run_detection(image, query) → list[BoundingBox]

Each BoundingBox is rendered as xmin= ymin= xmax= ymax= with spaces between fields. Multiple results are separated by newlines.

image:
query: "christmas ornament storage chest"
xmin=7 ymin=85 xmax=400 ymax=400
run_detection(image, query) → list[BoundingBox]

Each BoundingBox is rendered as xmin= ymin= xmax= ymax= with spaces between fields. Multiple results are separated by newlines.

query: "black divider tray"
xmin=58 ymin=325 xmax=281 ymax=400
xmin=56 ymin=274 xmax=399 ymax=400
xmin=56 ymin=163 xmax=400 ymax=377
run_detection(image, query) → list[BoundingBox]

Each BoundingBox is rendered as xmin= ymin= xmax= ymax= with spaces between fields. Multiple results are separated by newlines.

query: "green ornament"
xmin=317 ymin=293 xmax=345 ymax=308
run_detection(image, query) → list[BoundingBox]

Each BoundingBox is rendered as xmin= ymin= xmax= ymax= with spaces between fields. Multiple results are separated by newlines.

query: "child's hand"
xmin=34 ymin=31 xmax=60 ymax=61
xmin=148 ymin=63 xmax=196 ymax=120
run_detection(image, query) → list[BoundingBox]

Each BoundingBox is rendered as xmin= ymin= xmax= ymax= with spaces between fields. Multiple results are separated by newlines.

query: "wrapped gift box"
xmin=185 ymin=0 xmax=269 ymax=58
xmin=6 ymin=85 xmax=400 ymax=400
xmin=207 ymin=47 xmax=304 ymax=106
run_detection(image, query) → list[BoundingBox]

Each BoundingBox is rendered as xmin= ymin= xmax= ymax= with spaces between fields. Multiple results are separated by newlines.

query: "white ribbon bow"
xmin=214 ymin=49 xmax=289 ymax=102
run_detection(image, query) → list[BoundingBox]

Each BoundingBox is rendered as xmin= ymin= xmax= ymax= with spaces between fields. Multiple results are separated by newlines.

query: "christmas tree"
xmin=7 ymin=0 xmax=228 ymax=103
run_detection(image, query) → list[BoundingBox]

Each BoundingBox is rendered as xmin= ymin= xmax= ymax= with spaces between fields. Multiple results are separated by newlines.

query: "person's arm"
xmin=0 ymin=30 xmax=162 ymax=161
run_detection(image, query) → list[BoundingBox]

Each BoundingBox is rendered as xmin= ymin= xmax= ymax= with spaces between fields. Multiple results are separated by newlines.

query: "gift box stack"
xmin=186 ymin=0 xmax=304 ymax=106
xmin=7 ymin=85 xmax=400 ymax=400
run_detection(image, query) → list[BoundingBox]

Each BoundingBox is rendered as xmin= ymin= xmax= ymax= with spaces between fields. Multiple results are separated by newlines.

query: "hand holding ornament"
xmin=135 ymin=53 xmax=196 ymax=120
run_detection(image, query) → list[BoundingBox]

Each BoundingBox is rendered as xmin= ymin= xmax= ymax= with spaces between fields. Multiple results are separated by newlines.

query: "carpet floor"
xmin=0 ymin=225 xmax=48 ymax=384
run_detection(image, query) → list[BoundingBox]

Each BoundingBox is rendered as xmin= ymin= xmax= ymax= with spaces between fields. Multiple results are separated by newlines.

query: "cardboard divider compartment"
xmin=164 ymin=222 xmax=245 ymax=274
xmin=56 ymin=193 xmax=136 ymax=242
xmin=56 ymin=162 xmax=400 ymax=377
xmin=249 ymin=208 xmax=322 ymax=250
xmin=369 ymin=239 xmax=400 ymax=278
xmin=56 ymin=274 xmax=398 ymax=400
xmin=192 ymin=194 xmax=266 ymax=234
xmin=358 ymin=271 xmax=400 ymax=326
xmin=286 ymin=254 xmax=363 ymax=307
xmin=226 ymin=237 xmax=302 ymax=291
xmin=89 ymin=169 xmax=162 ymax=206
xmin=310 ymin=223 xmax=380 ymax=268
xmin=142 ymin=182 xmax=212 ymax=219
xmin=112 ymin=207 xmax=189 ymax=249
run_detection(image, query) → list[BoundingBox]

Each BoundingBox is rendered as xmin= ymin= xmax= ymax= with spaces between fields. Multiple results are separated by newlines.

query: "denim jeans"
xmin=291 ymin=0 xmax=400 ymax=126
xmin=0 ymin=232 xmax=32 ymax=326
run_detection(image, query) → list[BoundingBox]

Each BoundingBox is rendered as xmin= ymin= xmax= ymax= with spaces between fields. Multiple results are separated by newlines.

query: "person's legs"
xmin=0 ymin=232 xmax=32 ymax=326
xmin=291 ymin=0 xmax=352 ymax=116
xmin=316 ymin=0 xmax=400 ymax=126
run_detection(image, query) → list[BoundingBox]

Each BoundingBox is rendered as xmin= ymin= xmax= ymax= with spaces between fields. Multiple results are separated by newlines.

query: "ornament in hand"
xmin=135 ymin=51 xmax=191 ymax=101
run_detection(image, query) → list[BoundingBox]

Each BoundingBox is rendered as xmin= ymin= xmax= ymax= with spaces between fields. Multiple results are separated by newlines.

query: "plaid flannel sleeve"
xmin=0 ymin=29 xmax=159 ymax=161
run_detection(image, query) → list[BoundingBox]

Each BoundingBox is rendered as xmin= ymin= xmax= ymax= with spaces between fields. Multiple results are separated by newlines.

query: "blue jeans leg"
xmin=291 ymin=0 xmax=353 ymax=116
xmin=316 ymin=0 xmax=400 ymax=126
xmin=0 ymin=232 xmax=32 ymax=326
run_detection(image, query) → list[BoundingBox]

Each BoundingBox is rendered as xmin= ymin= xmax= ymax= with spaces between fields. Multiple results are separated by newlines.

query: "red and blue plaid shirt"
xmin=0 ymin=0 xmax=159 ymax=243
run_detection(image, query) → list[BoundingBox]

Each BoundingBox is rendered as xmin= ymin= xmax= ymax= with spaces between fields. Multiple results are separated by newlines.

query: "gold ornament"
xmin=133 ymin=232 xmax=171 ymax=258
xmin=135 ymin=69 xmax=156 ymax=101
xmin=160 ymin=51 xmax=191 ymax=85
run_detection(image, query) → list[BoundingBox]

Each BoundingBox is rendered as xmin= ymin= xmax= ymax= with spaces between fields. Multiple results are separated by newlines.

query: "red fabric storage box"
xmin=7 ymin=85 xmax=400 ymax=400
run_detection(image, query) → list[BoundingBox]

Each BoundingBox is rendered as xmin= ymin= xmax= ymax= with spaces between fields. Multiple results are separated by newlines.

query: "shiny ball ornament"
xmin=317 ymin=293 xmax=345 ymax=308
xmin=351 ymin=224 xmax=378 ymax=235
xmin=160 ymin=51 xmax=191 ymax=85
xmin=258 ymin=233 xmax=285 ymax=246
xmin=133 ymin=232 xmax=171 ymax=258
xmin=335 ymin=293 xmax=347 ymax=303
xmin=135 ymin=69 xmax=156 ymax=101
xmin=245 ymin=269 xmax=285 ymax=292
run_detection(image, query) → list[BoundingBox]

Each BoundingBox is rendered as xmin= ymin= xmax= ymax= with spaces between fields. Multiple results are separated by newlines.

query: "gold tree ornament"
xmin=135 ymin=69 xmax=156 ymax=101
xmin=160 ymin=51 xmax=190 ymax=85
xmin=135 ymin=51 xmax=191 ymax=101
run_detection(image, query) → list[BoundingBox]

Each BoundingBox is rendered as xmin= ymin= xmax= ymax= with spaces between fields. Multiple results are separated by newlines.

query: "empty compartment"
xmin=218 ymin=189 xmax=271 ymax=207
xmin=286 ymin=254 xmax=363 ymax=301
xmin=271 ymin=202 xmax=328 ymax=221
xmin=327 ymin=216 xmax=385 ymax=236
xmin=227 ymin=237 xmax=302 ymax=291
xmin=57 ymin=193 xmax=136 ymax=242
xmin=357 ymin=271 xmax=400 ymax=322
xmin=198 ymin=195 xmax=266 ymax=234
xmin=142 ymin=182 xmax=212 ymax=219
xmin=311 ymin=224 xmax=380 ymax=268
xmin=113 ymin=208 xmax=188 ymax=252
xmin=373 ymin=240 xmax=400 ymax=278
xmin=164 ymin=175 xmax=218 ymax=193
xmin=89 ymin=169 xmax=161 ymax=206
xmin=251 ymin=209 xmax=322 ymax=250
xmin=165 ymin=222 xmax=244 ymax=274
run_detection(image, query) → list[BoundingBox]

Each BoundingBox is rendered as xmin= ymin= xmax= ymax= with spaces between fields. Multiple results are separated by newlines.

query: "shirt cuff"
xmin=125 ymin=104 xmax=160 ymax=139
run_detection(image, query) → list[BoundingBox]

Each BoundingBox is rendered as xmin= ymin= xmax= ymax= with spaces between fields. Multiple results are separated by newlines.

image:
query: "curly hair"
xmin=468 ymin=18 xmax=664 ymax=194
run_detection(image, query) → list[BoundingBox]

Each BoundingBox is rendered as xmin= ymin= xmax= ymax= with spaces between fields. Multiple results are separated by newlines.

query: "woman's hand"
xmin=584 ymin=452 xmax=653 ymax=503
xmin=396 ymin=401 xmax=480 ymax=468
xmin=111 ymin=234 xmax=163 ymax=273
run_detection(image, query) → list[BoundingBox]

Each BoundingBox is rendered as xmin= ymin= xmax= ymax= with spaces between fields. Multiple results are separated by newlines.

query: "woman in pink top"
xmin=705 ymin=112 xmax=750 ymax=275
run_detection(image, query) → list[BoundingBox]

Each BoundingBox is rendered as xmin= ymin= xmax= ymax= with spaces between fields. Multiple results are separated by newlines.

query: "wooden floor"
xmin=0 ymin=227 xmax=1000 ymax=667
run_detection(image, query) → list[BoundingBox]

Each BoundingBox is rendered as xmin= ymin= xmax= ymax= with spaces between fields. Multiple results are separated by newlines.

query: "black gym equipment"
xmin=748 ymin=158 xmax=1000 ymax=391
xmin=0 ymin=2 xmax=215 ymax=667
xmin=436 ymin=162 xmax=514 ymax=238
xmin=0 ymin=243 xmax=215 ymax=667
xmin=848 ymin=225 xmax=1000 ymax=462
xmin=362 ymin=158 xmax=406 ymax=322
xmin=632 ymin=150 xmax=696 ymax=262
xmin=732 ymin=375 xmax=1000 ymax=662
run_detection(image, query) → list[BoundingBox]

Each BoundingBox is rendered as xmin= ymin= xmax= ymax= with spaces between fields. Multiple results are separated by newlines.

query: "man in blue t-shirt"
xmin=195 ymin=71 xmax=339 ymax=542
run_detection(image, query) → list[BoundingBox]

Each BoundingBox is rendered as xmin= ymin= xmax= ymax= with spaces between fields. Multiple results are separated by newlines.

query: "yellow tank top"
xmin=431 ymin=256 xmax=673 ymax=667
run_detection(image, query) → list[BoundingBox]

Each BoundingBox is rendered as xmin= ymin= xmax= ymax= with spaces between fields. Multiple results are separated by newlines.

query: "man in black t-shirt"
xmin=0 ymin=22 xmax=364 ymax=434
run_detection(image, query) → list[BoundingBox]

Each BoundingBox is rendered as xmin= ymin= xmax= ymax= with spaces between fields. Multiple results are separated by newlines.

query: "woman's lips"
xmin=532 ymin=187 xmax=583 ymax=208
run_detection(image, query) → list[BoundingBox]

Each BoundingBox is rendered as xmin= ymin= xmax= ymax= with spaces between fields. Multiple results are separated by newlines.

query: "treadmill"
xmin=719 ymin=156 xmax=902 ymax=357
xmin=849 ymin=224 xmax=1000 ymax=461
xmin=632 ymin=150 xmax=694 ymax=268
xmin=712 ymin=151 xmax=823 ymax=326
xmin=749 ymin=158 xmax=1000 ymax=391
========
> _GIVEN REQUEST_
Show each line above that contains the word "tree".

> _TASK RESPONSE_
query: "christmas tree"
query: "gold tree ornament"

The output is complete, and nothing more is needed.